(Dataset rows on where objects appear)
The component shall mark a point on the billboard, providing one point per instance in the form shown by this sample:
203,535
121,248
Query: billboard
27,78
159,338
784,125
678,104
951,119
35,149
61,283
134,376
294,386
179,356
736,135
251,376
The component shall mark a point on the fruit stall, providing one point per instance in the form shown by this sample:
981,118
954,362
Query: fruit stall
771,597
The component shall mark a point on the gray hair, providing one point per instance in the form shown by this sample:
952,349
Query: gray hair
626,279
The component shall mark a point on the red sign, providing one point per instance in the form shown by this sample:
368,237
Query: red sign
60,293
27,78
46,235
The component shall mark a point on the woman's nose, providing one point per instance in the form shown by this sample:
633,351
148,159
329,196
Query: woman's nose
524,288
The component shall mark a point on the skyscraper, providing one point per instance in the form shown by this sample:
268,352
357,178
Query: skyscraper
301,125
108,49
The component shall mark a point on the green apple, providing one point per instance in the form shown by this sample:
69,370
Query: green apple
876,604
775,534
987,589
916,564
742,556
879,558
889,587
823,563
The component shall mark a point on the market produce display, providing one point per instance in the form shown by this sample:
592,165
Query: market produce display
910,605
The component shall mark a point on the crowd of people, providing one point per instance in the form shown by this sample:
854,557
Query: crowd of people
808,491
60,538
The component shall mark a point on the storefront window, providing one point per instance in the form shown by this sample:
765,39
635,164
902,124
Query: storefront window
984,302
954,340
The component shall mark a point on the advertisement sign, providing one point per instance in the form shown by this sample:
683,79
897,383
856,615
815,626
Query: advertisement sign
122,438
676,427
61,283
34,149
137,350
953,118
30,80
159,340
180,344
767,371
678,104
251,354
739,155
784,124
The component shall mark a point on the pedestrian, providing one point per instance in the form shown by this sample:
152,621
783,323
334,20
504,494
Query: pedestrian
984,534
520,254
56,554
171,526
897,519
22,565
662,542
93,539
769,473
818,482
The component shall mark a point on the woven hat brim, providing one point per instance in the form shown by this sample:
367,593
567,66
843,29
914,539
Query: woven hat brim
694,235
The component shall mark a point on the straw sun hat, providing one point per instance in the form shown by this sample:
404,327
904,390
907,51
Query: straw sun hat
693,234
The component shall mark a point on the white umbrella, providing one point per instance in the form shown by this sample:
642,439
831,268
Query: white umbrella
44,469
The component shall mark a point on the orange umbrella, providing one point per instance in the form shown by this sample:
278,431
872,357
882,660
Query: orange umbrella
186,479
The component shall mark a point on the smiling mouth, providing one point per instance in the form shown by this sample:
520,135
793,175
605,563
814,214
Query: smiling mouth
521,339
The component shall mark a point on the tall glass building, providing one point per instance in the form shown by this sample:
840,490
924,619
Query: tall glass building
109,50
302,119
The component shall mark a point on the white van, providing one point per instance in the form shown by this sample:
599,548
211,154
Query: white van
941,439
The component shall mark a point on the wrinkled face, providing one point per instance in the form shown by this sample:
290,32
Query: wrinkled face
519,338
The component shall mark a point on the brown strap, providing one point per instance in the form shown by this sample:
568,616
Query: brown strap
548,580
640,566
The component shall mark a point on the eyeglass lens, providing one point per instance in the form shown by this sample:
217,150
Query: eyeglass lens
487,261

• **To do**
Working from the material above, retype it in its entirety without change.

• **Answer for the task**
The component shall mark a point on the billboard, providing one point per instance in the form shown by this sample:
203,535
121,248
Query: billboard
27,78
159,338
784,125
678,104
951,119
35,149
61,283
134,376
294,386
179,356
736,135
251,376
The component shall mark a point on the fruit stall, providing one point per instance in the form shown by this sample:
981,118
954,362
Query: fruit stall
771,597
The component shall mark a point on the gray hair, providing one point per instance in the form shown by this sample:
952,349
Query: gray hair
626,279
The component shall mark a point on the red sign, providing one point per instance in the form shown by this sample:
368,237
Query: red sign
60,293
27,78
46,235
The component shall mark a point on the woman's nose, providing one point per instance in the form shown by this sample:
633,351
148,159
329,196
Query: woman's nose
524,288
The component shall mark a point on the skyscraper, providing one point per instance in the form shown by this sample:
268,352
357,178
Query: skyscraper
301,125
108,49
The component shall mark a point on the green apple, providing one point per instance in the form shown by this sample:
69,370
Query: green apple
876,604
775,534
987,589
916,564
742,556
879,558
889,587
823,563
The component shall mark a point on the market produce display, providing one point per instance in the form shown by this sample:
592,165
Query: market produce display
910,605
The component shall mark a point on the crowd of people, providing one point per instance in the form shown by this sample:
854,557
Query: crowd of people
808,491
60,538
The component shall mark a point on the storefront window, providing one point per instance in the form shown by this sample:
765,39
635,164
902,124
Query: storefront window
984,302
954,340
The component shall mark a point on the advertisement sign, providing one point per instance in the form shown by this sample:
683,79
897,383
856,615
815,626
Query: advertisement sign
122,438
676,427
61,283
34,149
137,350
953,118
30,80
159,340
180,344
767,371
678,104
251,354
739,155
784,124
The component shall mark a point on the pedestrian, providing one point per instance in the form shown by this sample:
152,621
783,323
334,20
504,494
Query: pedestrian
984,534
520,254
56,554
171,526
897,519
22,565
662,542
93,539
769,473
818,482
The component shall mark a point on the woven hat brim, providing one point per instance in the form shown by this sample:
367,593
567,66
843,29
914,539
Query: woven hat brim
694,235
The component shall mark a point on the straw sun hat, providing one point per instance in the form shown by this sample:
404,327
904,390
907,51
Query: straw sun hat
693,234
The component shall mark a point on the white umbrella, providing one point per instance in the form shown by this sample:
642,439
831,268
Query: white umbrella
44,469
The component shall mark a point on the orange umbrella, providing one point per instance in the form shown by this sample:
278,431
872,357
882,660
Query: orange umbrella
186,479
The component shall mark a point on the smiling mouth, providing one point per instance in the form shown by this sample:
520,135
793,175
605,563
814,214
Query: smiling mouth
521,339
The component shall mark a point on the tall glass building, providing one point per instance in the form shown by this sample:
840,490
924,619
Query: tall glass building
109,50
302,119
The component shall mark a point on the white van, providing one point per instance in the form shown by this sample:
599,548
211,154
Query: white van
941,439
The component shall mark a point on the wrinkled face, providing one point per instance in the form shown by this sample:
290,32
Query: wrinkled face
519,338
The component shall mark a point on the brown strap, providing one point per instance in the form shown by this sample:
568,616
Query: brown strap
548,580
640,566
The component shall mark a point on the eyeglass lens, providing one point per instance in the form shown by this sample:
217,150
Query: eyeglass lens
487,261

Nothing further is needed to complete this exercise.